• _Текстовый блок_

========

Бэльвю - это значит «красивый вид» по-французски. Этот поселок находился на

холме, и оттуда был славный вид на г. Тунис и на залив. Я часто возвращался из школы после уроков вдоль самого хребта этого холма Джебел Карубба; на другом склоне была каменоломня, и разработки дошли до самой вершины холма. Там начинался отвесный утес. Лунный грандиозный пейзаж с видом на Бен Арус15, на цементный завод и вдали на залив, а в глубине виднелся вулкан Бу Курнин. Я ходил всегда один, там никого не встречалось. Это был мой мир: ветерок дует с моря, поют жаворонки в небе, а в бездне тарахтят бурильные установки. Когда посчастливится, то бывают взрывы мин и осыпается целый склон скалистого грунта.

Иной раз, по той же тропинке, но уже на другом склоне, на краю арабского аула, я заходил на дубильный завод, где отделывали бараньи и коровьи шкуры. Меня никогда никто не прогонял, а, наоборот, принимали с удивленной улыбкой. Шкуры сложены в громадных каменных бассейнах, в каком-то млекообразном растворе. В другом месте рабочие арабы скоблят бараньи шкуры, удаляют остатки мяса с внутренней, сырой, стороны шкуры. Они работают перед верстаком, на котором висит шкура. И скоблят большим ножом с двумя рукоятками.

Домой я приходил всегда намного позже соседских детей, но пополнял по дороге «знания» по моему вкусу.

========

• _Фрагменты набора данных_
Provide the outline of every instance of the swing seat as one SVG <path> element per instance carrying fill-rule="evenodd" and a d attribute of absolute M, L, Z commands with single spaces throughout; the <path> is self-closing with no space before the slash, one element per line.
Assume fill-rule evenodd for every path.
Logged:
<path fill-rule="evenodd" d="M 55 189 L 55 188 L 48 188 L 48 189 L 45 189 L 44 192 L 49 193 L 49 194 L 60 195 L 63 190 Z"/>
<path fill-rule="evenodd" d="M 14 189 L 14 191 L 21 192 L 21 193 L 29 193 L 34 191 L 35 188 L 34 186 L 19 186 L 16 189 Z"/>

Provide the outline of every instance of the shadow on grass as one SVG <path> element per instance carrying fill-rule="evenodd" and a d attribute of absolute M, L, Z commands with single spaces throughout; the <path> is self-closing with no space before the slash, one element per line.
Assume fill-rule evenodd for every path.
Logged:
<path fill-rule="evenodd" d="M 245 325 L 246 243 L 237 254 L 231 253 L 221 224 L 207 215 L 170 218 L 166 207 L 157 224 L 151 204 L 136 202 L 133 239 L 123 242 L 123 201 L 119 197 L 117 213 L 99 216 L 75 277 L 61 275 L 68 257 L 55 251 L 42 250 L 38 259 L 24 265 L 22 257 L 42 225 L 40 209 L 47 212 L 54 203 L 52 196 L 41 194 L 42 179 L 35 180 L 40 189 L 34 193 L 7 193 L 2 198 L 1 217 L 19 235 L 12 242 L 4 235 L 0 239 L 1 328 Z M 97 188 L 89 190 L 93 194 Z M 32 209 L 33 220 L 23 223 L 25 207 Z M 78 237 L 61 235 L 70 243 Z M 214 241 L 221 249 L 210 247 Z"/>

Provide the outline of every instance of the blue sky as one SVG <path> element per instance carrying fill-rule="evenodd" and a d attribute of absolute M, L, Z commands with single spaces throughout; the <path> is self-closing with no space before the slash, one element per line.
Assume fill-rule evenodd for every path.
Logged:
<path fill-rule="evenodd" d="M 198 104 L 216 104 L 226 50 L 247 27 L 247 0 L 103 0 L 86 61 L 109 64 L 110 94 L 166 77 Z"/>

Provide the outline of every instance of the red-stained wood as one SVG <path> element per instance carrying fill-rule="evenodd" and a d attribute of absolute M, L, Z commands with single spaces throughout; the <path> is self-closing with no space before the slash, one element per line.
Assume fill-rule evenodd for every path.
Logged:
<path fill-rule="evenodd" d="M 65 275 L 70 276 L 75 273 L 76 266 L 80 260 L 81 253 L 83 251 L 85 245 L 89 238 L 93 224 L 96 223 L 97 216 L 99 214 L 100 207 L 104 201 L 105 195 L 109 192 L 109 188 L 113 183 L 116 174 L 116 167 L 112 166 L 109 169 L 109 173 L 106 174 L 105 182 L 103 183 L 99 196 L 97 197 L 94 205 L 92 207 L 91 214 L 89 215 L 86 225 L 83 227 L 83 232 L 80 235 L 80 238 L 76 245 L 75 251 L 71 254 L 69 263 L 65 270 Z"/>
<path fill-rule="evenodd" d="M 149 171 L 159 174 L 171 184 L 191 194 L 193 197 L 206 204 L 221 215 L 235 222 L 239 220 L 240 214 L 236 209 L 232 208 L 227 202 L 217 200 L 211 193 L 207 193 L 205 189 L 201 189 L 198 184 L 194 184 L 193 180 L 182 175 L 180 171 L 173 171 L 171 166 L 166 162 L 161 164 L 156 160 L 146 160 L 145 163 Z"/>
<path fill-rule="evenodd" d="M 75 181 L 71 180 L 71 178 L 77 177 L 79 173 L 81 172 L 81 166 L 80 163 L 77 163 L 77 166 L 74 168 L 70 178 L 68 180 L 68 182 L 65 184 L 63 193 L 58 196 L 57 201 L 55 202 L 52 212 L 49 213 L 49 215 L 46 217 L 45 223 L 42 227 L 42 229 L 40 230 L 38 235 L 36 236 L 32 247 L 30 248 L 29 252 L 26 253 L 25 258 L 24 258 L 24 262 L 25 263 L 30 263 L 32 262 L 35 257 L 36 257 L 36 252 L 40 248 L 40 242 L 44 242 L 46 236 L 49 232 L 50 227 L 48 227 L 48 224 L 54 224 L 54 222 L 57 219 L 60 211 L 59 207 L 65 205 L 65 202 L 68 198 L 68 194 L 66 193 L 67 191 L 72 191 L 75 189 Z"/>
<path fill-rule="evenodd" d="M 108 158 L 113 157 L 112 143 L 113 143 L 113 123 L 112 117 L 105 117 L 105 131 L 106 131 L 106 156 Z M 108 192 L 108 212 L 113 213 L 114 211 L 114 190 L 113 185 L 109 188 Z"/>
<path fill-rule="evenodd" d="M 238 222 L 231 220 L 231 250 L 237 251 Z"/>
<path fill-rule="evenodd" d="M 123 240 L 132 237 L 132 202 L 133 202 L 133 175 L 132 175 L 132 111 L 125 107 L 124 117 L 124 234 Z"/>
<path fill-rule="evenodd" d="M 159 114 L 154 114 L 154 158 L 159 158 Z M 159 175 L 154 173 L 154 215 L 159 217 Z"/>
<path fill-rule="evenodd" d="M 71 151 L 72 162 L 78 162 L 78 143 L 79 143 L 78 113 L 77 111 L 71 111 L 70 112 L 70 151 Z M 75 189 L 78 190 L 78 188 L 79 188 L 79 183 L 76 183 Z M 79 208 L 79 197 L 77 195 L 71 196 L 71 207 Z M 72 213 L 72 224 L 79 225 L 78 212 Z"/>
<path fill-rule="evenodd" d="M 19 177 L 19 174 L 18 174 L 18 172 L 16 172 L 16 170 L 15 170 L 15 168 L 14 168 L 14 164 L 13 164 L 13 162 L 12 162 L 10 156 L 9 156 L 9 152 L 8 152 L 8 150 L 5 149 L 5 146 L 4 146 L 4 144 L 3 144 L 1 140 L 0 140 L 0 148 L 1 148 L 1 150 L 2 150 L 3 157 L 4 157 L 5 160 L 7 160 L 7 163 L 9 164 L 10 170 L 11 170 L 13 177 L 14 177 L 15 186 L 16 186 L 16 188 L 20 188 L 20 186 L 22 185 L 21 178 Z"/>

========

• _Набор заданий_
1. Перечислите всё, на что, согласно тексту о поселке Бэльвю, открывался вид в пейзаже у отвесного утеса на холме Джебел Карубба.
2. Подхватите текст о поселке Бэльвю и напишите его продолжение, начиная сразу после последнего предложения.

• _Ответы к упражнению_
1. Бен Арус, цементный завод, залив (вдали), вулкан Бу Курнин (в глубине).

2.
На самом коротком пути в школу был винный завод: там, в громадных цистернах, созревало вино, а в соседнем цеху делали деревянные бочки. Я не раз наблюдал за этой работой.

Евгений Иванович Грохольский жил возле нас, в соседней комнате. Это был очень живописный человек: мастер на все руки, по профессии токарь, едва говорящий по-французски. Он не любил моего присутствия и меня прогонял, когда я подкрадывался и смотрел в открытую дверь. Иногда злобно, а иногда шутя. Дома он часто чинил обувь или что-то шил из кожи. Для отца он так сшил большой портфель. А меня он гнал и говорил: «Уходи, ты меня сглазишь!» Он жил в своих воспоминаниях: когда я тайком за ним наблюдал, то видел, как он о чем-то

бормотал и усмехался, иногда мне казалось, что я слышу имя какой-то таинственной женщины... Через пару лет Евгений Иванович уехал на другую работу, на стекольный завод в Сауафф. Время от времени он приезжал в отпуск и привозил моим родителям в подарок связку кур! Он их разводил там, на заводе, в тунизийской глуши.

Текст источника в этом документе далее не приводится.